WORK ITEM: The records come next. Copy all of them exactly.

INFORMATION SUPPLIED:
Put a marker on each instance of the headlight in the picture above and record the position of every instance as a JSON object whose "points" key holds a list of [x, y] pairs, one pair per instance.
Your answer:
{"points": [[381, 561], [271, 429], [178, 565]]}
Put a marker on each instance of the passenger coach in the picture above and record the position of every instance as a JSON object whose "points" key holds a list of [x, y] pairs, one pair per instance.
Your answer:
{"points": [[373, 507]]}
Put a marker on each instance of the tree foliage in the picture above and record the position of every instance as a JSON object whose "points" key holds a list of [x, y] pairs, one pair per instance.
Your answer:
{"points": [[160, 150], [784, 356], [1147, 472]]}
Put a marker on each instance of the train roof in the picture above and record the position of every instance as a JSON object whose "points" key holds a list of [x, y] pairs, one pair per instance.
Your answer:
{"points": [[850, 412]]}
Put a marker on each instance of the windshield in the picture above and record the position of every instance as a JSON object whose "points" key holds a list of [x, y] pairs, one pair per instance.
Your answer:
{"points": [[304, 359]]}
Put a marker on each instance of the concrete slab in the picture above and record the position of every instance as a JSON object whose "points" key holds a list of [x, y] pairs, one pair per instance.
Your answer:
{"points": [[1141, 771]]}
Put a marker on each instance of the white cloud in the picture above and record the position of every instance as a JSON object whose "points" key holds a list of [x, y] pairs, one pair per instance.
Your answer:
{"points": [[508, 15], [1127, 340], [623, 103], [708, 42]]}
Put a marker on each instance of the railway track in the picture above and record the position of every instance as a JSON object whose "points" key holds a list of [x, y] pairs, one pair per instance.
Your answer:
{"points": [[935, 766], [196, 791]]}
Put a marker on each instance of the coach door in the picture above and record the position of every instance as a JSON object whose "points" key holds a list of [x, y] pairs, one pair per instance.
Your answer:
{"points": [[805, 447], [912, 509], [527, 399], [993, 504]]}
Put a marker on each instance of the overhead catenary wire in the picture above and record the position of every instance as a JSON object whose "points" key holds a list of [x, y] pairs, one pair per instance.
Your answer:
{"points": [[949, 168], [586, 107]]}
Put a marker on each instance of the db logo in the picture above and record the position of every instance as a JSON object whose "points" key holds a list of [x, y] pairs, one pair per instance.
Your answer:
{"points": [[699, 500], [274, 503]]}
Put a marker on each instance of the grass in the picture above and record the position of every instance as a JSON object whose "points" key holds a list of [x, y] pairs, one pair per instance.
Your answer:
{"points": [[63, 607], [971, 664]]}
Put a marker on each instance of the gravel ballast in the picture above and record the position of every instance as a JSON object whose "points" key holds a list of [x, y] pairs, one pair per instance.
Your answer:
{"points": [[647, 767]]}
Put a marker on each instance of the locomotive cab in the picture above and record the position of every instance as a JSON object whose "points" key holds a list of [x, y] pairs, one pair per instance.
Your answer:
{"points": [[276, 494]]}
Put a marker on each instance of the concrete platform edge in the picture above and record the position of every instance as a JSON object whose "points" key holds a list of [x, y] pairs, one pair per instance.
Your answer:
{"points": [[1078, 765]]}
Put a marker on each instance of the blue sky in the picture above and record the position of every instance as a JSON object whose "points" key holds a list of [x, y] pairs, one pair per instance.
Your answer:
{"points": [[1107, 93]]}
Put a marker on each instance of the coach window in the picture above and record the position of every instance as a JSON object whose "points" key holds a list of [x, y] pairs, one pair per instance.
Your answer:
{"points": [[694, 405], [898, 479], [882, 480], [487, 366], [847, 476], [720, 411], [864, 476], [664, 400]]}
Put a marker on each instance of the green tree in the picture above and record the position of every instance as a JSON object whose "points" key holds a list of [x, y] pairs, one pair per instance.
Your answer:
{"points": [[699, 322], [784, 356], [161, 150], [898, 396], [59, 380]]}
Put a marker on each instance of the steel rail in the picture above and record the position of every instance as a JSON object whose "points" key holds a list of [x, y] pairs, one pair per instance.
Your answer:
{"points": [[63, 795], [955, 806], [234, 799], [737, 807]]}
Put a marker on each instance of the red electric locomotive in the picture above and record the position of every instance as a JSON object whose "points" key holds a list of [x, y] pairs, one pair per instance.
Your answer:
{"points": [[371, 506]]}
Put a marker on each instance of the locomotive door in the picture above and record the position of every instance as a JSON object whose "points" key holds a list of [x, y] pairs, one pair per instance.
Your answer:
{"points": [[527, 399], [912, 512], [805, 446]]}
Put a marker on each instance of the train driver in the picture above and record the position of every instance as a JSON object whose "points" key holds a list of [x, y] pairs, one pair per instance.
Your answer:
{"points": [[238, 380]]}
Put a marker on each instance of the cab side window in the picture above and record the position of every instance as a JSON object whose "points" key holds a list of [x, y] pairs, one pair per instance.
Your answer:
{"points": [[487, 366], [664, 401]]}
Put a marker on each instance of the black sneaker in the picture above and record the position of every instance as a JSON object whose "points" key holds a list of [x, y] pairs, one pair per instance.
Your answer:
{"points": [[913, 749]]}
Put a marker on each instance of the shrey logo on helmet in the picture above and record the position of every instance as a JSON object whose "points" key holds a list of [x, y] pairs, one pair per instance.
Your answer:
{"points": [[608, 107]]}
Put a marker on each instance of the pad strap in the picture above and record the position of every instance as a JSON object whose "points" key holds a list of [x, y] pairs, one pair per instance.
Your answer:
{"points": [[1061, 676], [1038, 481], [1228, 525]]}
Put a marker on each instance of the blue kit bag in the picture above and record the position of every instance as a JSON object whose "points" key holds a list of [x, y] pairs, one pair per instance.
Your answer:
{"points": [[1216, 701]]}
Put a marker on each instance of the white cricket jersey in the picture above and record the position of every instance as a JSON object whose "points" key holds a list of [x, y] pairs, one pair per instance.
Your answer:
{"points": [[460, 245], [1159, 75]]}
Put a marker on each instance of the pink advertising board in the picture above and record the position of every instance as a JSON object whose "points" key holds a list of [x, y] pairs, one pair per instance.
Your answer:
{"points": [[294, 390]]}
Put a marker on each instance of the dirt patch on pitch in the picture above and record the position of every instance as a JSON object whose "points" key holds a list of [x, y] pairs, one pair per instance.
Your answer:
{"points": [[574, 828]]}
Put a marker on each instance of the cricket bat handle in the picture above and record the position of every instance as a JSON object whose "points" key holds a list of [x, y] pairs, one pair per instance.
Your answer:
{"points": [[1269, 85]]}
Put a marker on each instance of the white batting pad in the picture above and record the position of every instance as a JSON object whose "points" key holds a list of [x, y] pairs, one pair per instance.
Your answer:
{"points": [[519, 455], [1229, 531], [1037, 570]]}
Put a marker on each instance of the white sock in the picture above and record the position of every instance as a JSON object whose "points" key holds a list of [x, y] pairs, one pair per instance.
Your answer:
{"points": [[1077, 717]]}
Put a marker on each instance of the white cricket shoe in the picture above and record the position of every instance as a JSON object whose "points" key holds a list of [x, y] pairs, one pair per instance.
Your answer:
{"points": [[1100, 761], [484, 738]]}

FINISHED EXERCISE:
Put a marker on each instance of the headlight in the picture above and record the position of every instance as a JSON object whose "points" key holds a list of [x, y] pairs, one pair per instance.
Your answer:
{"points": [[381, 561], [271, 429], [178, 565]]}
Put a marker on each instance of the passenger coach in the picture above and record the position of every instance as a JSON object whose "points" key holds a list of [x, y] pairs, one pair per instance.
Your answer:
{"points": [[373, 507]]}
Put a marker on each instance of the tree foliage in the picture above and record the position of every instance as a JSON object whose "points" key holds a list of [x, y] pairs, one pair per instance.
Your answer:
{"points": [[160, 150], [784, 356], [1147, 472]]}
Put a marker on each instance of the train roof in the picture above and record the position of every instance as a JSON object whose "points" key holds a list of [x, y] pairs, one pair per instance.
Your answer:
{"points": [[850, 412]]}
Put a marker on each instance of the windshield in the picture above and record the position of every instance as a JSON object whose "points" key holds a list of [x, y] pairs, one pair per instance.
Your answer:
{"points": [[304, 359]]}
Put a marker on each instance of the concrete slab in the picture above and record the position of every instance as a JSON object whose "points" key holds a list of [x, y] pairs, one pair per instance.
Your answer:
{"points": [[1141, 771]]}
Put a marker on each instance of the white cloud in the picture above and record the position of every instance as a JSON object whose "points" key holds a list of [x, y] pairs, one pair per instance.
Your answer:
{"points": [[508, 15], [1127, 340], [623, 103], [708, 42]]}
Put a marker on each instance of the railway track in the picture above and record the position of every instance as a JSON object whose "points" key holds a list of [x, y] pairs, one pair per instance.
Your answer:
{"points": [[935, 766], [196, 791]]}
Put a marker on each instance of the coach door in the picture above and record the position of every instance as a JSON object whose "points" key holds a list of [x, y] pairs, one pair per instance.
Your answer:
{"points": [[805, 447], [912, 509], [527, 399], [993, 504]]}
Put a marker on each instance of the overhead catenary wire in the picture above and record the position of every instance as a JSON object whose "points" key holds a list of [x, y] pairs, one pair per instance.
Your answer:
{"points": [[949, 168], [586, 107]]}
Put a marker on each instance of the db logo in the picture above and record the position of every instance as a JSON object whose "points" key holds a list of [x, y] pairs, one pair per instance.
Your answer:
{"points": [[699, 500], [274, 503]]}
Put a marker on each instance of the grass in the picture above and record the position of every instance as a JSON object whose "points" key holds a list of [x, y] pairs, one pair per instance.
Your answer:
{"points": [[63, 607], [971, 664]]}
Put a marker on each instance of the gravel ballast in the picture above and record the position of every instance as a JSON object whose "points" key holds a list of [x, y] pairs, one pair per instance.
Your answer:
{"points": [[647, 767]]}
Put a marker on each instance of the locomotive cab in the picture above and record the position of every instance as a JSON object whose "points" key holds a list of [x, y] pairs, one pair per instance.
Your answer:
{"points": [[276, 494]]}
Put a marker on each instance of the concrete platform edge in the picture above and record the position of every instance as a JSON object whose "points" key holds a list of [x, y] pairs, one pair per instance.
Your answer:
{"points": [[1078, 765]]}
Put a marker on each instance of the blue sky in the picture above and record the position of every instance as a JSON object whose "points" key holds a list of [x, y] pairs, one pair per instance.
Your answer:
{"points": [[1107, 93]]}
Put a marker on each instance of the coach window in the picture above and record the position of every instance as a JSON object whose "points" key holds a list of [x, y] pairs, one pair per instance.
Your answer:
{"points": [[694, 405], [898, 479], [882, 480], [487, 366], [847, 476], [720, 411], [864, 476], [664, 400]]}
Put a marker on each instance of the green tree in the picture above and record the position of every instance as a JSON object whose "points" key holds a list of [x, y] pairs, one pair per instance.
Your answer:
{"points": [[699, 322], [784, 356], [161, 150], [898, 396], [59, 380]]}
Put a marker on each instance of the steel rail in the picture above and record the position of every instance as a JSON object whose "points" key holds a list of [x, y] pairs, one pair per instance.
Your answer:
{"points": [[63, 795], [955, 806], [234, 799], [737, 807]]}
Put a marker on each instance of the red electric locomotive in the picture above and record the position of every instance as a JSON object whose "points" key holds a list of [x, y] pairs, one pair per instance.
Your answer:
{"points": [[371, 506]]}
Put a marker on each instance of the locomotive door in the picture above and record the position of every instance as a JSON object whose "points" key holds a list of [x, y] pairs, one pair per instance.
Your answer:
{"points": [[527, 399], [912, 512], [805, 446]]}
Put a marker on each instance of the train driver in the picture above and record the position of every instance as a JSON object whose "points" key holds a list of [x, y] pairs, one pair per instance.
Your answer:
{"points": [[238, 380]]}
Put a marker on each instance of the cab side window in the picture above and record the position of every instance as a JSON object whose "points" key holds a list of [x, y] pairs, one pair per instance.
Your answer:
{"points": [[487, 366], [664, 401]]}
Put a marker on each instance of the black sneaker in the picture above and record the position of every instance as a JSON object whose "points" key holds a list of [x, y] pairs, one pair per instance.
Your answer:
{"points": [[913, 749]]}
Put a marker on each instance of the shrey logo on helmet in the picture above and record the position of every instance as a JSON object whose "points" key holds a list of [x, y] pairs, one pair per instance.
Your answer:
{"points": [[608, 107]]}
Put a marker on each instance of the pad strap in the picture above and record the position of every instance as a JSON object whose "points" key holds a list of [x, y] pairs, one pair per instance.
Your answer:
{"points": [[1061, 676], [1038, 481], [1228, 525]]}
Put a marker on each instance of the blue kit bag in the picture above and record the position of every instance as a JSON object whose "points" key holds a list of [x, y] pairs, one pair per instance.
Your answer:
{"points": [[1216, 701]]}
Put a marker on each instance of the white cricket jersey in the picture above and record the position of every instance as a JSON object whose "points" key holds a list of [x, y] pairs, one pair per instance.
Your answer:
{"points": [[460, 245], [1159, 75]]}
Put a marker on each instance of the pink advertising board in the picture above and record the position of every instance as a JSON object whose "points" key holds a list of [x, y] pairs, one pair per instance.
Your answer:
{"points": [[294, 390]]}
Put a marker on each instance of the dirt patch on pitch in the picture above and record the position of every instance as a JSON object whose "points" key holds a list of [x, y] pairs, one pair per instance.
Your answer:
{"points": [[574, 828]]}
Put a marker on each instance of the cricket bat handle in the picture above and record the position of every instance as a JSON object whose "points" key holds a list of [x, y] pairs, one pair per instance.
Your answer:
{"points": [[1269, 85]]}
Put a marker on each instance of the white batting pad in the picture above and record the position of every instance as a JSON object whose "points" key holds a list of [x, y] pairs, one pair per instance.
Your answer:
{"points": [[519, 455], [1229, 531], [1037, 570]]}
Put a marker on each instance of the white sock in the picture above and record the position of every instance as a JSON object whose "points" key holds a list of [x, y] pairs, one pair per instance.
Your answer:
{"points": [[1077, 717]]}
Put a marker on each instance of the white cricket shoe in the picture above and record the position of every instance as a JSON object whose "points" key holds a list of [x, y] pairs, one pair per instance.
Your answer:
{"points": [[1100, 761], [484, 738]]}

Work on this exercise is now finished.